[Region labeling records]
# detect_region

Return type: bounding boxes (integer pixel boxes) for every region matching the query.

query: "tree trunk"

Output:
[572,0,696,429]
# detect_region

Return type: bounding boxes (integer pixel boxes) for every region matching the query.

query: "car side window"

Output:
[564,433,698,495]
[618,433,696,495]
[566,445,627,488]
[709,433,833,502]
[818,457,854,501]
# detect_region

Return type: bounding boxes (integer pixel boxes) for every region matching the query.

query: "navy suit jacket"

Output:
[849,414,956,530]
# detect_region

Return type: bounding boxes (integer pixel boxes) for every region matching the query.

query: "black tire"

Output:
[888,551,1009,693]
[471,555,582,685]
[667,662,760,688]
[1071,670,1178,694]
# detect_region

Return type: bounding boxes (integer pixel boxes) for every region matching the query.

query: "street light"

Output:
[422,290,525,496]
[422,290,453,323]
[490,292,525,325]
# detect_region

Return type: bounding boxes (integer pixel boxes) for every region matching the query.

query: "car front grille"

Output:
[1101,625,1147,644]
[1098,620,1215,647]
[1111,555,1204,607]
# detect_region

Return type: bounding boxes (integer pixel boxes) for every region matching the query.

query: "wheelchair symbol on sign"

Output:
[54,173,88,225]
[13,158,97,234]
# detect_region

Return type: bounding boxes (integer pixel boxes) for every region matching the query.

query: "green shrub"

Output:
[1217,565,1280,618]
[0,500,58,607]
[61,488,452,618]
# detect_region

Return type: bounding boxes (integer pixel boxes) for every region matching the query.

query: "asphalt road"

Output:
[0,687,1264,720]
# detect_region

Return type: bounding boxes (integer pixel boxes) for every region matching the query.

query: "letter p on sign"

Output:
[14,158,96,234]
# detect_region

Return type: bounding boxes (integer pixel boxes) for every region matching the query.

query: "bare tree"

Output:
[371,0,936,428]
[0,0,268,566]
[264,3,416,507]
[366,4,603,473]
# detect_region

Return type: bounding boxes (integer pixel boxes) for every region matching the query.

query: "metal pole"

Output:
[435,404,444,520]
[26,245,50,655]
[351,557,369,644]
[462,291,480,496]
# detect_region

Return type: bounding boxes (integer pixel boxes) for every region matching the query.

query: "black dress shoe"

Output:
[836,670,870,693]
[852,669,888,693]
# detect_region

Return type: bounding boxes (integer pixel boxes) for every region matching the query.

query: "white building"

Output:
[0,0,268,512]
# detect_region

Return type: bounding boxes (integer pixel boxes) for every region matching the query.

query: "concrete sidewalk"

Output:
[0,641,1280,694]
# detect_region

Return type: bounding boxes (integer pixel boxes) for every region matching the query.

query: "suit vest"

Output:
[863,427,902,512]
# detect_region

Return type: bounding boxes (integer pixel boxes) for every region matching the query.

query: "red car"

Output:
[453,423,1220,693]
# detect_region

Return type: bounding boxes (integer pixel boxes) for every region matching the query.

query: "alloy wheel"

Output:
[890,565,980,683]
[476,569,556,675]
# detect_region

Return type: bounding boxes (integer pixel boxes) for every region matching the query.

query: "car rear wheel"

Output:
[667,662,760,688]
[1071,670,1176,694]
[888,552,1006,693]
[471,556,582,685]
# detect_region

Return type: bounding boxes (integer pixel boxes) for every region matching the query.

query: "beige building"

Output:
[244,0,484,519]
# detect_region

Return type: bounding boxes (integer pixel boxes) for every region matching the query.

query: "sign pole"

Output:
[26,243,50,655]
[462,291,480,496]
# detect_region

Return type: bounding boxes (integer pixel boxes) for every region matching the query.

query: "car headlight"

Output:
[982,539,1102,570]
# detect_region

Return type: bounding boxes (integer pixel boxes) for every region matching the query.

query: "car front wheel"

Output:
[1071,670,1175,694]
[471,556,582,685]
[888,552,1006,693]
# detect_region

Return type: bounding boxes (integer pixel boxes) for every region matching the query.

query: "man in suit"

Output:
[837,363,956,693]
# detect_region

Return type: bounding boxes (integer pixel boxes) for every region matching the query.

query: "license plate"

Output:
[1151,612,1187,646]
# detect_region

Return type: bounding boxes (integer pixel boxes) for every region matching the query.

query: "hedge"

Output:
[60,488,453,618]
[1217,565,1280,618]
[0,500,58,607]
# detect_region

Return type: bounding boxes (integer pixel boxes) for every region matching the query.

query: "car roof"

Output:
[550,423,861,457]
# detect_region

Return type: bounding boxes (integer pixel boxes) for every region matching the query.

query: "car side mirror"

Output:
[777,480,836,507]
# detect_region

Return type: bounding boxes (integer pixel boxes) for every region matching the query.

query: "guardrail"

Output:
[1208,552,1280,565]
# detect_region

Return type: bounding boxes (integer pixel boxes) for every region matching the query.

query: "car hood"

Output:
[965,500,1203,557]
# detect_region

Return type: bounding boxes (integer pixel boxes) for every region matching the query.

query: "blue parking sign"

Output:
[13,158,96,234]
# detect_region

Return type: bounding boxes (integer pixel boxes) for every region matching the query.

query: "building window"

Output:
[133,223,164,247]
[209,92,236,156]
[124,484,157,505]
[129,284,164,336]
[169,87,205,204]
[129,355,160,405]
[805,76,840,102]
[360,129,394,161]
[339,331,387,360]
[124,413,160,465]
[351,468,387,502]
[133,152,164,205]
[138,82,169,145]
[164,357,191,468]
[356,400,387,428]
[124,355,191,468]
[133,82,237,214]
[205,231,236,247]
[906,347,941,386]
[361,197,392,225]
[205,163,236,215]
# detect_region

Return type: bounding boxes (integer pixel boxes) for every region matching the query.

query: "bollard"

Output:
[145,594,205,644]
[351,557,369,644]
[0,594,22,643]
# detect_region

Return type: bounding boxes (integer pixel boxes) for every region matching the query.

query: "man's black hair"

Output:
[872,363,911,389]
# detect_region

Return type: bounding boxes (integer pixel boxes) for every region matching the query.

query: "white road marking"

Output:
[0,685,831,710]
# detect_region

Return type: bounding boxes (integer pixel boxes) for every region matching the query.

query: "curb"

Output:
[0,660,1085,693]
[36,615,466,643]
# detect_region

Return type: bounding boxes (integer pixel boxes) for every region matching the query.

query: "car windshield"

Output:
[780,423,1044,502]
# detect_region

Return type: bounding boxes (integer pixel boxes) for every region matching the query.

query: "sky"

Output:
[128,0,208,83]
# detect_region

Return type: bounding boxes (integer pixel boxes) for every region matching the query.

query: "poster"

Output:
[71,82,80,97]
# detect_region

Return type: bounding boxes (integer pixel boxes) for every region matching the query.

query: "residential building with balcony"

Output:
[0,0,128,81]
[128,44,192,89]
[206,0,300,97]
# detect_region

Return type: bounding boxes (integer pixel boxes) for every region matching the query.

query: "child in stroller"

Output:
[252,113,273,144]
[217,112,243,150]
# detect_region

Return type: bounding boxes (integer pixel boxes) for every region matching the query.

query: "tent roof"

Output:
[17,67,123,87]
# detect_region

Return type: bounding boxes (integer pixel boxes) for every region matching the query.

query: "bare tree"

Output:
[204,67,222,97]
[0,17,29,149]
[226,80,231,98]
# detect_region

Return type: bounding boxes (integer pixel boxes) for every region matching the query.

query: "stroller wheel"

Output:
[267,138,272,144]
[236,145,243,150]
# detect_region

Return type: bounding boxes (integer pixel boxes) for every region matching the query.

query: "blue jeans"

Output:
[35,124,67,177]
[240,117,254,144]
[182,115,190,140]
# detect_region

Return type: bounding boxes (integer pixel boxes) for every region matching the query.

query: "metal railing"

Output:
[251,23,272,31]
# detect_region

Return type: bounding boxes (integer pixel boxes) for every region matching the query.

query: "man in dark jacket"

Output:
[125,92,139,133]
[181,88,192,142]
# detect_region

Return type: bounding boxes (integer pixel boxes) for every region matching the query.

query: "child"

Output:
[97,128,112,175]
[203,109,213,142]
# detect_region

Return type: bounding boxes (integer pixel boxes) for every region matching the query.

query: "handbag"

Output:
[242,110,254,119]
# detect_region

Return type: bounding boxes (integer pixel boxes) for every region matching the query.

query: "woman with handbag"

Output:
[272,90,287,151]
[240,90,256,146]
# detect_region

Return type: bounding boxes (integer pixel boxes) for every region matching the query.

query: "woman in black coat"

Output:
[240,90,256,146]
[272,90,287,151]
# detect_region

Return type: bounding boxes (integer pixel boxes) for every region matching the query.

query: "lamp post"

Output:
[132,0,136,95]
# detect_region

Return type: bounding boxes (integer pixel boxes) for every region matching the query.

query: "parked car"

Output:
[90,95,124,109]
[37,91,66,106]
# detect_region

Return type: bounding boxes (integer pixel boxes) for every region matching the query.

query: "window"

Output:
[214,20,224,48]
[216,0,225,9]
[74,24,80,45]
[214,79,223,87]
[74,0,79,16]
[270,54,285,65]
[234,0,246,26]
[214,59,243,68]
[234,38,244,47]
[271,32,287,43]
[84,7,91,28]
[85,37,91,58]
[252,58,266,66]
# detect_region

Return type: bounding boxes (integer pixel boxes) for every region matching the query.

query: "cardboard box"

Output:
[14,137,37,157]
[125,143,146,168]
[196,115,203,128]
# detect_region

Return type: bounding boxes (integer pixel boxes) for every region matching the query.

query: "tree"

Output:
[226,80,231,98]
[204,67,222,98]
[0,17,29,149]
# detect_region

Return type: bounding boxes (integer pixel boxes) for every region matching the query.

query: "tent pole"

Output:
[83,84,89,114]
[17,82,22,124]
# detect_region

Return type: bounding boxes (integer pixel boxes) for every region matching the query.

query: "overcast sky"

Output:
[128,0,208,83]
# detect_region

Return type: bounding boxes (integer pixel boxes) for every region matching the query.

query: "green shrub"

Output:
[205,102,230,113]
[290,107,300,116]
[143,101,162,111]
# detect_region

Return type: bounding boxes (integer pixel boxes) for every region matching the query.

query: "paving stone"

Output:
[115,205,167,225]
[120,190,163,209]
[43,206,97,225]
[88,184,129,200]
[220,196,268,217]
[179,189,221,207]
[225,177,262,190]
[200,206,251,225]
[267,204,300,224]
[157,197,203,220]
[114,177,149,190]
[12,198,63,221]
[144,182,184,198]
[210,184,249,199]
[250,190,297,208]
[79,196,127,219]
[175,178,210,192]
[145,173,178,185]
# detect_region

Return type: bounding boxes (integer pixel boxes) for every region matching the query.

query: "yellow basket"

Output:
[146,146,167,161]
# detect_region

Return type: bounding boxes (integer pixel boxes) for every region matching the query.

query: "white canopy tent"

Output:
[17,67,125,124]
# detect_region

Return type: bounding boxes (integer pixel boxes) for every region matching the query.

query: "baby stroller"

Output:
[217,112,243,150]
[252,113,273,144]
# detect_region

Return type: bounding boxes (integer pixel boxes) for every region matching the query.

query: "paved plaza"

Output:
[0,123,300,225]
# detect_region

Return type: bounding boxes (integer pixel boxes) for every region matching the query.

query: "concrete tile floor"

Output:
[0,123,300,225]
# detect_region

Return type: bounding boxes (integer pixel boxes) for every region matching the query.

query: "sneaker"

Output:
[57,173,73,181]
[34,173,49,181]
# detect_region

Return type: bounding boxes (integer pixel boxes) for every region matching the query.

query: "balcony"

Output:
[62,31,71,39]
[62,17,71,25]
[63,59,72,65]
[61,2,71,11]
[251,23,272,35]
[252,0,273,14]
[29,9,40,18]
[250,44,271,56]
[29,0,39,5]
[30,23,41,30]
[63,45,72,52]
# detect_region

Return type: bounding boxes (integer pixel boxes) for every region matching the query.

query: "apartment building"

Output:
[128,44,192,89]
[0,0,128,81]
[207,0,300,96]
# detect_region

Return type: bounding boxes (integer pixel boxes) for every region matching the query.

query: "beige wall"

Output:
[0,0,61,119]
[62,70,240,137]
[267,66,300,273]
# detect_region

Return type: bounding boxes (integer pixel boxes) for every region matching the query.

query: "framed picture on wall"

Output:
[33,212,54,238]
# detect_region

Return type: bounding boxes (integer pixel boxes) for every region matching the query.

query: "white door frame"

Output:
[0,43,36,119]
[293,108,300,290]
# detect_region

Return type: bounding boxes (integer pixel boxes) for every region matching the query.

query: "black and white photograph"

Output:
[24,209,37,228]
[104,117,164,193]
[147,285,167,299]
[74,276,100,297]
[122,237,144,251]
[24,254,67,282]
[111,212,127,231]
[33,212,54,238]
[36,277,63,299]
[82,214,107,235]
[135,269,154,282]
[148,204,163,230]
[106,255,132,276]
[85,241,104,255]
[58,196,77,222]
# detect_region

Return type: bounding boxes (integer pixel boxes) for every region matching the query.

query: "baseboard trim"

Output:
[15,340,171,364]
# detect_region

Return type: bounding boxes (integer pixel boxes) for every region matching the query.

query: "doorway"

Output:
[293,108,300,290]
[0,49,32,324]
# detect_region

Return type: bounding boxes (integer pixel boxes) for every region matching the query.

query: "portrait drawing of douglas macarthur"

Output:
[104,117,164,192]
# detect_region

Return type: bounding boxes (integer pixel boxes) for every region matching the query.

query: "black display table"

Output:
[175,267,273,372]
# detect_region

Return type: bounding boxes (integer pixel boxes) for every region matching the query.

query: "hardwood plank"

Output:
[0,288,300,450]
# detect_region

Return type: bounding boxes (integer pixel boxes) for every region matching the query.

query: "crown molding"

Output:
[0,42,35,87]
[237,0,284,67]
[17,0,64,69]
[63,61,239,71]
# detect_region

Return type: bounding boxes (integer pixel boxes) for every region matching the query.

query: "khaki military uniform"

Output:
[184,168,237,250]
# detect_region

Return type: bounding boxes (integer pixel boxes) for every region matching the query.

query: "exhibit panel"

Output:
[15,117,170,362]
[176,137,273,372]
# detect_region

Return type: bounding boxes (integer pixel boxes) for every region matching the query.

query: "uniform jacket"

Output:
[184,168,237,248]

[Instructions to follow] Please return every line above that contains the string "child", matching case exactly.

[Reply]
query: "child in stroller"
query: "child"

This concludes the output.